Texto para leitura |
★ ★ ★ ★ ★ ★ ★

A Suiça é um país produtor muito peculiar. Leia este artigo e veja o porquê.

"Mundo mundo, vasto mundo", diria o poeta. Em minhas viagens pelo "planeta Baco" me deparo constantemente com novidades que comprovam a tese de que este é um universo em expansão. Podemos achar o novo e variado contido no que víamos como ancestral e pequeno. A Suíça é um exemplo. Em visita a este país por ocasião do concurso "Mondial du Pinot Noir" me encantei com a autenticidade e diversidade dos vinhos.

Este pequeno país guarda uma imensa variedade de terroirs (alguns privilegiados) e de castas, além de sua riqueza cultural e natural. A vinha vive em terras helvéticas desde o período neolítico, 3000 a.C. Não por acaso são quase 200 as castas hoje cultivadas aqui, com muitas cepas autóctones.

A Suíça não tem vinhos muito caros nem muito baratos. A diferença entre o mais caro e o mais barato raramente passa de 5 vezes. Na França esta relação pode ultrapassar a 2.000 vezes!

Os produtores (quase todos empresas familiares) não se preocupam em exportar, pois os volumes são pequenos e os vinhos têm comprador certo há gerações. Poucas empresas investem em marketing ou em tecnologia de produção "modernosa", voltada para o gosto internacional (amém!).

★ ★ ★ ★ ★ ★ ★

Instruções |
[1] Cite literalmente o trecho do texto sobre os vinhos suíços entre "Este pequeno país" e "a 2.000 vezes!", inclusive.
[2] Reproduza as linhas da coleção desde a primeira até a que contém "point(592, 723)", inclusive, trocando "green stem" por "green stalk" e mantendo todo o resto inalterado.

(Entradas da coleção)
★ ★ ★ ★ ★ ★ ★

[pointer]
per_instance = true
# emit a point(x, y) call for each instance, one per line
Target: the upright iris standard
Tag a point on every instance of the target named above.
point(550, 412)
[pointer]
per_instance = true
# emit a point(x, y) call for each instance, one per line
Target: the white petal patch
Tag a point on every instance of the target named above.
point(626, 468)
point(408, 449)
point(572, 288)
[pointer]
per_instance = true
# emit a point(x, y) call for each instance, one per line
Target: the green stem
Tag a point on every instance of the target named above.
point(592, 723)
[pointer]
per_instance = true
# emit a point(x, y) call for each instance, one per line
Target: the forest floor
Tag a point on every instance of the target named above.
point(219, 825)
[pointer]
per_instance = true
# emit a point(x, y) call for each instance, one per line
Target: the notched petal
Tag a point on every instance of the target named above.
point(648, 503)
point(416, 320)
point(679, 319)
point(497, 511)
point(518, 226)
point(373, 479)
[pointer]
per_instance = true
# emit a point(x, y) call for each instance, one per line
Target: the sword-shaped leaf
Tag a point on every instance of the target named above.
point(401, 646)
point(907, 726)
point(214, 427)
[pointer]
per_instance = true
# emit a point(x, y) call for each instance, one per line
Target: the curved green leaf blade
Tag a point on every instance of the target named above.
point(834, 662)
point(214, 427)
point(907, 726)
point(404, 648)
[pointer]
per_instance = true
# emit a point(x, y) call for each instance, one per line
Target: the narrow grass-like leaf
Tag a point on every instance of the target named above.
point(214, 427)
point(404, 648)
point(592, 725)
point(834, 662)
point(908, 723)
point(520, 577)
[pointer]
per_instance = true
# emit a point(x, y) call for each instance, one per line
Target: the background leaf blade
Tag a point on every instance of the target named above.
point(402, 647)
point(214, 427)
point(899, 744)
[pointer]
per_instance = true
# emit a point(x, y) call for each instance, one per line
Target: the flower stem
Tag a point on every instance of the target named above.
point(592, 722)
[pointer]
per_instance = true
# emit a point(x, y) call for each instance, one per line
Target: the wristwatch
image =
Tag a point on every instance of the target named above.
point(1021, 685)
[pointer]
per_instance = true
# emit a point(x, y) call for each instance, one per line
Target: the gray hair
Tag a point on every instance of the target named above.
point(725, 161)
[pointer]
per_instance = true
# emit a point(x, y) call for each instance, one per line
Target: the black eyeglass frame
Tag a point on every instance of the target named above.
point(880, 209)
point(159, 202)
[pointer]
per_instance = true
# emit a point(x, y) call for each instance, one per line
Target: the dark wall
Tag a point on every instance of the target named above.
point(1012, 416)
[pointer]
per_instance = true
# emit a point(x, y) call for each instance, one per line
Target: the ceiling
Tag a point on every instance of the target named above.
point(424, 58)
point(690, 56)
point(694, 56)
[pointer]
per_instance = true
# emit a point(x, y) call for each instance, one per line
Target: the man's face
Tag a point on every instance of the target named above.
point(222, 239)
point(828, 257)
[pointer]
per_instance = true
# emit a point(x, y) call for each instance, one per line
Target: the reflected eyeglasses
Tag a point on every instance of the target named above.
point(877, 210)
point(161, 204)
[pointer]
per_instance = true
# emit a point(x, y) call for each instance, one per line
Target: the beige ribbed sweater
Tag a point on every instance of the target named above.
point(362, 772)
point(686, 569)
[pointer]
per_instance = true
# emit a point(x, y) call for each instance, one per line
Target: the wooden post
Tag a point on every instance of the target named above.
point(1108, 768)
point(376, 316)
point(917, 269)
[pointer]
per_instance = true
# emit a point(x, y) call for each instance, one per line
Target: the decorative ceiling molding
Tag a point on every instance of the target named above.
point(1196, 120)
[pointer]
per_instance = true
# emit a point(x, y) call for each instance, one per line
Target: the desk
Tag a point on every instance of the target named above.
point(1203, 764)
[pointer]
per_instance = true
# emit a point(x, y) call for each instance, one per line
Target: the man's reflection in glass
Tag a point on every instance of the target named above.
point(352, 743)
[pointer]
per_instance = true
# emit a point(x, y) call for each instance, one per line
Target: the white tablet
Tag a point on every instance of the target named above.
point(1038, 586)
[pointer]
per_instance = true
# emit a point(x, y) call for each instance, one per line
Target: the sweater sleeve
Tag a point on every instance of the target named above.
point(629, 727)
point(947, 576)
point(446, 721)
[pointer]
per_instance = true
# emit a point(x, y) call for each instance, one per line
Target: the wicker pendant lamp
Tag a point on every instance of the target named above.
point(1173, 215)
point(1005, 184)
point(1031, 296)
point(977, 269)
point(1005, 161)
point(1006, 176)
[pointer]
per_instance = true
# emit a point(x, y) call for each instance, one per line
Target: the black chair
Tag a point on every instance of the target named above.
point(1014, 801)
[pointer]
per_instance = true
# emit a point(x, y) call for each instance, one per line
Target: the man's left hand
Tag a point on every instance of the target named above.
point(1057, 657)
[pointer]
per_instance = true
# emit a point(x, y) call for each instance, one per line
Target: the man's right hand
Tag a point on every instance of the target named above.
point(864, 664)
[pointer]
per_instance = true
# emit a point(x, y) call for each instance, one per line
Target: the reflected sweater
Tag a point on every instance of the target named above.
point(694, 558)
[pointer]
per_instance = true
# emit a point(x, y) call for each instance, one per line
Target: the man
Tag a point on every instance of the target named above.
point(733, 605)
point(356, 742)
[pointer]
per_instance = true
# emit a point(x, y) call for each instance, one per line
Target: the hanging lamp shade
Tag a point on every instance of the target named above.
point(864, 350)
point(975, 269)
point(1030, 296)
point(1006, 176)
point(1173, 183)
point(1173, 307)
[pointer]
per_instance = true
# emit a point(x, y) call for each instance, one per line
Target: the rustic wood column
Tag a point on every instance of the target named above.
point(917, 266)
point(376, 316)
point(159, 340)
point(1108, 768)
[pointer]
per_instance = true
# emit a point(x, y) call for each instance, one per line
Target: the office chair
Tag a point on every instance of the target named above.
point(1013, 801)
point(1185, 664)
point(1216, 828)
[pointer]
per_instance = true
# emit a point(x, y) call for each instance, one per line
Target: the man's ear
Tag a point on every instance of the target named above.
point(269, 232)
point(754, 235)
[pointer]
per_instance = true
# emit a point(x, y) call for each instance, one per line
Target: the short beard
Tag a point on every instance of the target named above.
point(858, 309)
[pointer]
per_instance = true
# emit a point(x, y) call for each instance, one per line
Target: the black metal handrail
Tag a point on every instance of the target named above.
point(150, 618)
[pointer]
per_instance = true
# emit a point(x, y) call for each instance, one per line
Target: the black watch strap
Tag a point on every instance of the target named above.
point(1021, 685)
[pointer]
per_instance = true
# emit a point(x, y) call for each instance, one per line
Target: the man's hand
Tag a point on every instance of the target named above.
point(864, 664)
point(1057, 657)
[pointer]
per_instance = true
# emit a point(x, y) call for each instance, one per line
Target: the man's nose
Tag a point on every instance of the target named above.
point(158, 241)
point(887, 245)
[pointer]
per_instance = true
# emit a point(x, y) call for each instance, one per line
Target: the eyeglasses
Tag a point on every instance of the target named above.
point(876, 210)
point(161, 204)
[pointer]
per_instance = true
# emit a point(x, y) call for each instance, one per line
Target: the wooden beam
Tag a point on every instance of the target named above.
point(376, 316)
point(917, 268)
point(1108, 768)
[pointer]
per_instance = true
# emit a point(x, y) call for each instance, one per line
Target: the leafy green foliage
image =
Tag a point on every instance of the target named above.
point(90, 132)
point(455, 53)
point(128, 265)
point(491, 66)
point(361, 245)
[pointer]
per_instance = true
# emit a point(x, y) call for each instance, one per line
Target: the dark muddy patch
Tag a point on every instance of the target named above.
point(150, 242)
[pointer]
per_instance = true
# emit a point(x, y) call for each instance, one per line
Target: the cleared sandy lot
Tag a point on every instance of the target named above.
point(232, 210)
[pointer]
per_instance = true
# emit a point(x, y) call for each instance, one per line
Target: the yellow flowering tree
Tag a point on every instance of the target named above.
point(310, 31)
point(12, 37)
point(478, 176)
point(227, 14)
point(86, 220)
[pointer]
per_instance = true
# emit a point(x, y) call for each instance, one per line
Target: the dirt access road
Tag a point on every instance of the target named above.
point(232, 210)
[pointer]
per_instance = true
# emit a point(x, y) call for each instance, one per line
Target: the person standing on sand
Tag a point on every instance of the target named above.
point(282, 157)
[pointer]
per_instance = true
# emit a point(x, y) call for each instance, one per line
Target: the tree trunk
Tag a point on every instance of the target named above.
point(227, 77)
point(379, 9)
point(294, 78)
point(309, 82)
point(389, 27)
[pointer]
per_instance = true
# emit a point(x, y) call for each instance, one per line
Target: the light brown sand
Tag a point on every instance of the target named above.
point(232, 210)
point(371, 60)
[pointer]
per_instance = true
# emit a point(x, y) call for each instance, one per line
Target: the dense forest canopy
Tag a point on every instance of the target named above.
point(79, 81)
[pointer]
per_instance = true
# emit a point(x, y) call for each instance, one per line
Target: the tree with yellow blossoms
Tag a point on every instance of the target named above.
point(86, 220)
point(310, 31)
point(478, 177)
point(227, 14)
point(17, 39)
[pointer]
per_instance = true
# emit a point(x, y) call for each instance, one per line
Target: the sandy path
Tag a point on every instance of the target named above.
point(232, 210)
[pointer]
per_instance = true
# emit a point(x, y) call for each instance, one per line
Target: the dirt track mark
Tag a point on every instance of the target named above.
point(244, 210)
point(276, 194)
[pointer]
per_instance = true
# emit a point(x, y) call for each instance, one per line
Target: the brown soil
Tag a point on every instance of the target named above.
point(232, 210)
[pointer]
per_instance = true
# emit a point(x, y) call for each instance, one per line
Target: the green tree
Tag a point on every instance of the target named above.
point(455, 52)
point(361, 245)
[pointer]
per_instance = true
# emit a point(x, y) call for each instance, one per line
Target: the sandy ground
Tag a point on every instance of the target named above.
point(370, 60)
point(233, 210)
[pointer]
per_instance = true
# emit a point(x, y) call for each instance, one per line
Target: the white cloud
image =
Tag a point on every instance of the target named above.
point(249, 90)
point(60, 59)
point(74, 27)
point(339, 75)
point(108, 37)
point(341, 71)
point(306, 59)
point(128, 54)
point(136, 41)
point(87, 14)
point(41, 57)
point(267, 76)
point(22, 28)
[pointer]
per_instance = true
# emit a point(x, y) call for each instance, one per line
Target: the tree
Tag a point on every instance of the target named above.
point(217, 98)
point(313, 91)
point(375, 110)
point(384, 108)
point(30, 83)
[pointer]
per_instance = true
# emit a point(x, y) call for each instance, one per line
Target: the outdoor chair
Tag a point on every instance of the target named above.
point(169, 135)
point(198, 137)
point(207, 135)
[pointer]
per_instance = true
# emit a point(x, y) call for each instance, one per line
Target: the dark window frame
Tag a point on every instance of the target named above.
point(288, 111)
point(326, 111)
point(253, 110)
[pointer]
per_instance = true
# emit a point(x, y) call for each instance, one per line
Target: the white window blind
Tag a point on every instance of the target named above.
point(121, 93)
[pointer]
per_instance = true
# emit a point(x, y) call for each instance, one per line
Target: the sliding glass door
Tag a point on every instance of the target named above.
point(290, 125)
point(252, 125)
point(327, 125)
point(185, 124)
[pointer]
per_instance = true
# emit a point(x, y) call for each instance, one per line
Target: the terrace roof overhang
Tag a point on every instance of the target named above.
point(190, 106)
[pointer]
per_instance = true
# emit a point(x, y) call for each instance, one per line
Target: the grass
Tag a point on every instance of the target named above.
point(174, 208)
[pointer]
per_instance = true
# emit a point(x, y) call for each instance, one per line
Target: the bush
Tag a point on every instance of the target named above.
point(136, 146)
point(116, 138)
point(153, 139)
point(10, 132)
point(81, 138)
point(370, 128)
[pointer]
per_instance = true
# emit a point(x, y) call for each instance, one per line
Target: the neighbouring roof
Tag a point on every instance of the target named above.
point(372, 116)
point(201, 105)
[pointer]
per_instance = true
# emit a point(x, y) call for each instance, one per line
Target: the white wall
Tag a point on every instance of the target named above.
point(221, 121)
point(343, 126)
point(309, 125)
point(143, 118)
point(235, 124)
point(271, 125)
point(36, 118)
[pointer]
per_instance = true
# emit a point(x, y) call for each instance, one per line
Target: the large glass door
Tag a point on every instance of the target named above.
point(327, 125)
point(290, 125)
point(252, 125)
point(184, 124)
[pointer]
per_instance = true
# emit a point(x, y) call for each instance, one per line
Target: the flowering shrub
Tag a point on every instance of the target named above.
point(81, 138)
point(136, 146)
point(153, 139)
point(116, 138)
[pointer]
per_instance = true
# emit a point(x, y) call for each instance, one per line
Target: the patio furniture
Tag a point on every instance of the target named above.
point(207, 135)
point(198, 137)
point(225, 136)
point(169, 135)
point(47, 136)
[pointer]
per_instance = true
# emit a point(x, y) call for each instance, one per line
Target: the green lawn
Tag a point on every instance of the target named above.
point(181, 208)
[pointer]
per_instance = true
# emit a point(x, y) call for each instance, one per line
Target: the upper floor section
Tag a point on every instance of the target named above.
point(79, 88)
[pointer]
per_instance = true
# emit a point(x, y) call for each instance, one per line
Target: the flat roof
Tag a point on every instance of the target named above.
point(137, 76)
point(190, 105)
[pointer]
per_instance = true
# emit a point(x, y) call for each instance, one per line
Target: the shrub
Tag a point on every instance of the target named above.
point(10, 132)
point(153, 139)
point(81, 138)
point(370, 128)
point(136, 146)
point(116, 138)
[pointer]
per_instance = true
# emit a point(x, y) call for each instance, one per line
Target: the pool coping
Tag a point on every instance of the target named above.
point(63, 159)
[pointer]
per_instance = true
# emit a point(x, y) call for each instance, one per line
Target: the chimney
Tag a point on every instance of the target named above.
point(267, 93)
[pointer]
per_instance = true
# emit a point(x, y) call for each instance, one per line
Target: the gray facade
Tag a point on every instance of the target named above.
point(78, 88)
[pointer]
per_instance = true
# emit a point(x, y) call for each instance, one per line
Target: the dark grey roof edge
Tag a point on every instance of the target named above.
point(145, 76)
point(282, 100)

★ ★ ★ ★ ★ ★ ★

Respostas por tarefa |
[1]
Este pequeno país guarda uma imensa variedade de terroirs (alguns privilegiados) e de castas, além de sua riqueza cultural e natural. A vinha vive em terras helvéticas desde o período neolítico, 3000 a.C. Não por acaso são quase 200 as castas hoje cultivadas aqui, com muitas cepas autóctones.

A Suíça não tem vinhos muito caros nem muito baratos. A diferença entre o mais caro e o mais barato raramente passa de 5 vezes. Na França esta relação pode ultrapassar a 2.000 vezes!

[2]
[pointer]
per_instance = true
# emit a point(x, y) call for each instance, one per line
Target: the upright iris standard
Tag a point on every instance of the target named above.
point(550, 412)
[pointer]
per_instance = true
# emit a point(x, y) call for each instance, one per line
Target: the white petal patch
Tag a point on every instance of the target named above.
point(626, 468)
point(408, 449)
point(572, 288)
[pointer]
per_instance = true
# emit a point(x, y) call for each instance, one per line
Target: the green stalk
Tag a point on every instance of the target named above.
point(592, 723)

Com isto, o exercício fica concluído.